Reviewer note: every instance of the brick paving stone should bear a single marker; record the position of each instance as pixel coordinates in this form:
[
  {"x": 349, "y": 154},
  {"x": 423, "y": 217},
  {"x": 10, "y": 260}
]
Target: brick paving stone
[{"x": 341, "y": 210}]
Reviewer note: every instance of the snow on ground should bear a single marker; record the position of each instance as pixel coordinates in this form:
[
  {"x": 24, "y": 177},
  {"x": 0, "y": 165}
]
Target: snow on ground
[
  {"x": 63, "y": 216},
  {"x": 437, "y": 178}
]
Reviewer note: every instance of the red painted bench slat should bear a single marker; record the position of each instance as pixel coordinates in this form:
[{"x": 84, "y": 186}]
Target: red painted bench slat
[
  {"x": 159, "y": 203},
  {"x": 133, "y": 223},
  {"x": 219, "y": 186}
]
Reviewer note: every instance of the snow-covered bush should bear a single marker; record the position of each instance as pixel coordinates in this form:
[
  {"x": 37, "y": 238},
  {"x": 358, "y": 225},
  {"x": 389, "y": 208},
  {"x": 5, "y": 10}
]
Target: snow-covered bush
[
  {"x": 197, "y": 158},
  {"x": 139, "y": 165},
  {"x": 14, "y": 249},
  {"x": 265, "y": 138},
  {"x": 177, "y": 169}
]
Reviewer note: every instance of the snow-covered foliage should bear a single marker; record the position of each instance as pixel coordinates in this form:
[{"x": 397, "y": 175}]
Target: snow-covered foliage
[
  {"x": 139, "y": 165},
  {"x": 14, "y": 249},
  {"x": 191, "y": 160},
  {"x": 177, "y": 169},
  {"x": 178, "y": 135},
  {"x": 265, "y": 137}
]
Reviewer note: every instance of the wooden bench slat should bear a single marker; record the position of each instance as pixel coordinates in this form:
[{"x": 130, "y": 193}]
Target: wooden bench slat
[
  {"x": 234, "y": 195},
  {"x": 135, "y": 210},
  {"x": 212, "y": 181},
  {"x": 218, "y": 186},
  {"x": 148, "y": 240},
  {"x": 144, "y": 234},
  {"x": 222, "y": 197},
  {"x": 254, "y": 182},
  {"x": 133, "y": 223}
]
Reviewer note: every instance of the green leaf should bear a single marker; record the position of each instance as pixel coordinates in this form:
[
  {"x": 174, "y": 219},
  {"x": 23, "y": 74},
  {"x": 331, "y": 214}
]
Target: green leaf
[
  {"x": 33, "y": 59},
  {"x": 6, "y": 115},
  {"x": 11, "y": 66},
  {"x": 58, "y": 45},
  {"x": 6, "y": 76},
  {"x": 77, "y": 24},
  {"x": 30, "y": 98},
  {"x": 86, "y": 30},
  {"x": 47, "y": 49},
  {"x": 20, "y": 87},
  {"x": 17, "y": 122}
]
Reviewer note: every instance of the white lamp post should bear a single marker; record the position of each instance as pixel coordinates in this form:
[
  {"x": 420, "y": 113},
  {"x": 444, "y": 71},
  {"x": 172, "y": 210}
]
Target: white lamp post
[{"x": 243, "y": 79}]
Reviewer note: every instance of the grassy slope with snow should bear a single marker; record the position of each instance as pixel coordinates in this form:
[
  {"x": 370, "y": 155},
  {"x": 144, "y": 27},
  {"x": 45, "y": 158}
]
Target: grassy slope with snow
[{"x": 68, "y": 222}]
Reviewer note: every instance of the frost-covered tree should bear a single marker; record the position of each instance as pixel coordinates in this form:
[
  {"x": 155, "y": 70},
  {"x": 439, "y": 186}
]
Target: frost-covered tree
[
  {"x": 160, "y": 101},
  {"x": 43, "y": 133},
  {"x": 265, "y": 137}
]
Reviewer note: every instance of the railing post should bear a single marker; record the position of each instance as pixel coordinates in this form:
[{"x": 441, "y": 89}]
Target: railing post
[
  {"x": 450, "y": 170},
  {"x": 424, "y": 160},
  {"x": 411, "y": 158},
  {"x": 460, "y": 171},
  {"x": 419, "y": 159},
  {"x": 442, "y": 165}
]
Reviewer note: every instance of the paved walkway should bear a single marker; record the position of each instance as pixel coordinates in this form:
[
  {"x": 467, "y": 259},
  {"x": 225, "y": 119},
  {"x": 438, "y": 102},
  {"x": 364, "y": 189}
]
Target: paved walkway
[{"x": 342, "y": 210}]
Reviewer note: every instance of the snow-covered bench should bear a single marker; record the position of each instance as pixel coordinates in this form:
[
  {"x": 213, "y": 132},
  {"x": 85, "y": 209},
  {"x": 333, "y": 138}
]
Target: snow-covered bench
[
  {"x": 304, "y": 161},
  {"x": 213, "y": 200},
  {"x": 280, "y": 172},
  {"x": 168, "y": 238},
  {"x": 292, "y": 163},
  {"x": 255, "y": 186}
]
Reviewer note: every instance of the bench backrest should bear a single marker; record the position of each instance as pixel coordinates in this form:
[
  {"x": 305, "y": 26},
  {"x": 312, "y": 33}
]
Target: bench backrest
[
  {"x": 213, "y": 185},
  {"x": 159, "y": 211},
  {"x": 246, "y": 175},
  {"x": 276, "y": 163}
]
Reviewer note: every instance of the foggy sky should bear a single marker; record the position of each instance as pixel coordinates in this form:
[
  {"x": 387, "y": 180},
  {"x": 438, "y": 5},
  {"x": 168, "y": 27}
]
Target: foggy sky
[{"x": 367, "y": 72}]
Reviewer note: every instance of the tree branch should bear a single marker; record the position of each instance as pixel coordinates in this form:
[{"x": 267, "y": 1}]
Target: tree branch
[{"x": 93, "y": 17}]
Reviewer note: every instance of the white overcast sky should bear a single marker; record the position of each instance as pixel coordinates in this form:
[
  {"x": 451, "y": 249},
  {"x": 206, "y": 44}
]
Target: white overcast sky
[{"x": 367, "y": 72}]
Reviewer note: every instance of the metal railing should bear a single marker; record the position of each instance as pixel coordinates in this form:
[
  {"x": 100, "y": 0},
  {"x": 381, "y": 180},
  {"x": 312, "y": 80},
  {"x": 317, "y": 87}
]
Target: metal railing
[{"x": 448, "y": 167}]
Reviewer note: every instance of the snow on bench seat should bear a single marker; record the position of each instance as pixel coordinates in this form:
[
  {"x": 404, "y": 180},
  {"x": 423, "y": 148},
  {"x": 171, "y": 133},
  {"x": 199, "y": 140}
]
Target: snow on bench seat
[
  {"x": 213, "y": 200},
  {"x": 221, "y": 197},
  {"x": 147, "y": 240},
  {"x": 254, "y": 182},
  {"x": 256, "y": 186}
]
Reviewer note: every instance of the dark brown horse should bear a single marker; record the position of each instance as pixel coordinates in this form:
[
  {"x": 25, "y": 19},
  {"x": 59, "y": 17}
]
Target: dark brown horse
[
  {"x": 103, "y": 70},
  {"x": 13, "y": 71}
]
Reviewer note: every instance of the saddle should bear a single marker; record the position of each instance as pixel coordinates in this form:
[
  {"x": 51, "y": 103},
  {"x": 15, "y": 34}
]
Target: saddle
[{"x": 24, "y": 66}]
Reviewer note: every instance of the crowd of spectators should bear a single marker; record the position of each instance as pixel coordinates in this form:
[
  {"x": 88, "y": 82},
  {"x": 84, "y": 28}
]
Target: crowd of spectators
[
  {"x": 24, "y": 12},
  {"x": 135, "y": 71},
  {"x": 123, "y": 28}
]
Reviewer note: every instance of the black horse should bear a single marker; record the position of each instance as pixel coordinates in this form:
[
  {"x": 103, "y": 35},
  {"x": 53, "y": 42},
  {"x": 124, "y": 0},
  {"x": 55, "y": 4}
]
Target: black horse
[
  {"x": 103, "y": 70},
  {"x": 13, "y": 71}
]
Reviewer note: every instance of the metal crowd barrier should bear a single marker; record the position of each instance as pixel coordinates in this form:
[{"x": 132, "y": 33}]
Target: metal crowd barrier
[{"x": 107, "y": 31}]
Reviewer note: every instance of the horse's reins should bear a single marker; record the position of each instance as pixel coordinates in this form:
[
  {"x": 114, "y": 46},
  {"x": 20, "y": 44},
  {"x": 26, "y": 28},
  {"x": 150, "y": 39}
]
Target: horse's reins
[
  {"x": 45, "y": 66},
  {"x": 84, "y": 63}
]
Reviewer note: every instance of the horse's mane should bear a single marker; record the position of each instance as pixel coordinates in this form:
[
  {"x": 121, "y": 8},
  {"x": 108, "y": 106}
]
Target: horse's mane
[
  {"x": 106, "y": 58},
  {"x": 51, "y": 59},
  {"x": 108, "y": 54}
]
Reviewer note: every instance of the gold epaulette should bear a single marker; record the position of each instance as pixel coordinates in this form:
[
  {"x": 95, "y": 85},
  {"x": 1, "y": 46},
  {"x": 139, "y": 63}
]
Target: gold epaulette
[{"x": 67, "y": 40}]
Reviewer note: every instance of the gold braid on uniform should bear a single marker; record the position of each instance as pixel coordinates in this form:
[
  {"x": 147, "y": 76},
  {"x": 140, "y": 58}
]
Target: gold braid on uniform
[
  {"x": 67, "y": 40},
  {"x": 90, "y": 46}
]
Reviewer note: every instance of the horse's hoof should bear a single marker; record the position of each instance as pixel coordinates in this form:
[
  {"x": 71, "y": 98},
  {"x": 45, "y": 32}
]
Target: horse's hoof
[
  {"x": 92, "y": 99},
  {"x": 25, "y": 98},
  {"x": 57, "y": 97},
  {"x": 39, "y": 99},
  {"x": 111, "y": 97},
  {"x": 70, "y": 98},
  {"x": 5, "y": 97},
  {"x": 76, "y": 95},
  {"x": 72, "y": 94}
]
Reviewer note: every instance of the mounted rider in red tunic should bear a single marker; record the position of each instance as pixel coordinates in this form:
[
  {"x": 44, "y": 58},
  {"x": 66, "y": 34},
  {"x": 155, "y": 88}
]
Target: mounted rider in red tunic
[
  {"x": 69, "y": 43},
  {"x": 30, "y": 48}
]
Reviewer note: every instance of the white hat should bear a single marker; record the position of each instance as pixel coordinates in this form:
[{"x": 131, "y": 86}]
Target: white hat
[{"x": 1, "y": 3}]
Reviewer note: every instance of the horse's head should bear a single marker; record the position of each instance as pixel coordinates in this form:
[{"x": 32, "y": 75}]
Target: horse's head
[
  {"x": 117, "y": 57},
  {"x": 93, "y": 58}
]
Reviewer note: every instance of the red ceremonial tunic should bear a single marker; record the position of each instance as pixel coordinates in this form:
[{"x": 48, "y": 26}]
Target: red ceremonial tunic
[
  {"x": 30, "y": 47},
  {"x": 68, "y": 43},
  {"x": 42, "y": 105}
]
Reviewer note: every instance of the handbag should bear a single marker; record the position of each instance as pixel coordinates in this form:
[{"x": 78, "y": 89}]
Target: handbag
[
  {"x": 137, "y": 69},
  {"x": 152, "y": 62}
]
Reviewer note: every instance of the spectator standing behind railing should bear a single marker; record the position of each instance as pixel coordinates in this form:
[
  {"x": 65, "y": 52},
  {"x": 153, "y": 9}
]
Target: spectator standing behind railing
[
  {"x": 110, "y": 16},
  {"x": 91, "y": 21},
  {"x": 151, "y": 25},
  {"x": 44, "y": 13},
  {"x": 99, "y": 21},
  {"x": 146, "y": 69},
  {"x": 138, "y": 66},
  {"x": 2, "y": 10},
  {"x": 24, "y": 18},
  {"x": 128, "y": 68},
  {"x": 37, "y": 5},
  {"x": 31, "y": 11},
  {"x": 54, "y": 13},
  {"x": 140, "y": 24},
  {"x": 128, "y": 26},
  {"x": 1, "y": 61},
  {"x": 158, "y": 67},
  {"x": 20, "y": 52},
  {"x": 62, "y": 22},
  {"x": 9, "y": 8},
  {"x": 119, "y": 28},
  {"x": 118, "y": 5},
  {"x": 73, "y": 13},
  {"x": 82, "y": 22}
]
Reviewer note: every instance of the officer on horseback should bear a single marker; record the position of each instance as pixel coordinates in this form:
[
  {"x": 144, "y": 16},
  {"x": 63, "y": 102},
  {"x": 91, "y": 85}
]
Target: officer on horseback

■ ■ ■ ■ ■

Yapılacak iş: Yukarıdaki kayıtların en başından başlayıp "Target: brick paving stone" ifadesini içeren satırla biten kısmı, iki uçtaki satırlar da dahil olmak üzere, hiçbir değişiklik yapmadan tekrarlayın.

Elde edilen sonuç:
Reviewer note: every instance of the brick paving stone should bear a single marker; record the position of each instance as pixel coordinates in this form:
[
  {"x": 349, "y": 154},
  {"x": 423, "y": 217},
  {"x": 10, "y": 260}
]
Target: brick paving stone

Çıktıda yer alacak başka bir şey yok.